| Passage provided |
☆ ☆ ☆ ☆ ☆ ☆ ☆
# Another new 19 owner



## zfrme66 (Nov 14, 2011)

Just curious what type and brand of ammo everybody uses?


----------



## FNISHR (Aug 9, 2011)

I practice with whatever is cheap, except Tula. A guy I know caught a primer and some hot gasses in the face firing Tula. When the weapon is on my night stand (that would be every night), I have it full of Speer Gold Dots.


----------



## JackRossAmmo (Dec 2, 2011)

We manufacture out of Reno and usually have competitive prices due to the fact we are a fairly new company. Should check out our website @ Jack Ross Ammunition - Made in the USA - Wholesale, Large and Small Quantities


----------



## ronmail65 (Jan 18, 2011)

FNISHR said:


> *I practice with whatever is cheap*, except Tula. A guy I know caught a primer and some hot gasses in the face firing Tula. When the weapon is on my night stand (that would be every night), *I have it full of Speer Gold Dots*.


Same here!


----------



## Baldy (Jun 21, 2006)

I roll my own and I use Speer Gold Dots 124gr hollow points for carry. I practice with flat nose Speer 124grs. I use mixed cases and the same powder charge for both.


----------



## jakeleinen1 (Jul 20, 2011)

Me and my brother shoot Glocks with Federal sometimes, mostly Winchester White Box 115 grain and some 145 grain hollowpoints from Winchester and Horandy


----------
☆ ☆ ☆ ☆ ☆ ☆ ☆
| Actions to take |
#1 According to the forum thread, what ammunition does FNISHR keep in the weapon on the night stand?
#2 Gather every line in the entries below that contains the string "cycling", matching case exactly.
☆ ☆ ☆ ☆ ☆ ☆ ☆
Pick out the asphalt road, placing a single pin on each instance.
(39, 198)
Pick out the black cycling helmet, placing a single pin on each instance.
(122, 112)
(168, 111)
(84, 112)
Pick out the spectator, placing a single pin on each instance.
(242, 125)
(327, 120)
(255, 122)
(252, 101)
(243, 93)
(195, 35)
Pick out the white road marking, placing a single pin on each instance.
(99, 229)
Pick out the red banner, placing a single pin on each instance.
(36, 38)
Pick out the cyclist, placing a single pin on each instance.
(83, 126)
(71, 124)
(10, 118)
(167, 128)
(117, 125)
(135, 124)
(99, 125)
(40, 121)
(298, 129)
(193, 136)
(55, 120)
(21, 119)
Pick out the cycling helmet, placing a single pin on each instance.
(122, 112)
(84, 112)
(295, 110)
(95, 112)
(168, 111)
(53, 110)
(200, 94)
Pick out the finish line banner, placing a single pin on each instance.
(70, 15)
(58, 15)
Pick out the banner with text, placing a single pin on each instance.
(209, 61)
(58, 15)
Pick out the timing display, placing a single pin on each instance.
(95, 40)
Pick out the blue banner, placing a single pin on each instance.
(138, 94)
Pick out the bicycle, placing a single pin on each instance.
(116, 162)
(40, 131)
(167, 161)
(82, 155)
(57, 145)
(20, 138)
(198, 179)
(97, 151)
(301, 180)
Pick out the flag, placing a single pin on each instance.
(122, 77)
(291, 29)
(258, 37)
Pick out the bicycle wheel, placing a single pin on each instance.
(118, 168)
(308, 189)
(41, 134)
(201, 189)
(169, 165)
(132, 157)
☆ ☆ ☆ ☆ ☆ ☆ ☆
| Solved tasks |
#1 Speer Gold Dots.

#2
Pick out the black cycling helmet, placing a single pin on each instance.
Pick out the cycling helmet, placing a single pin on each instance.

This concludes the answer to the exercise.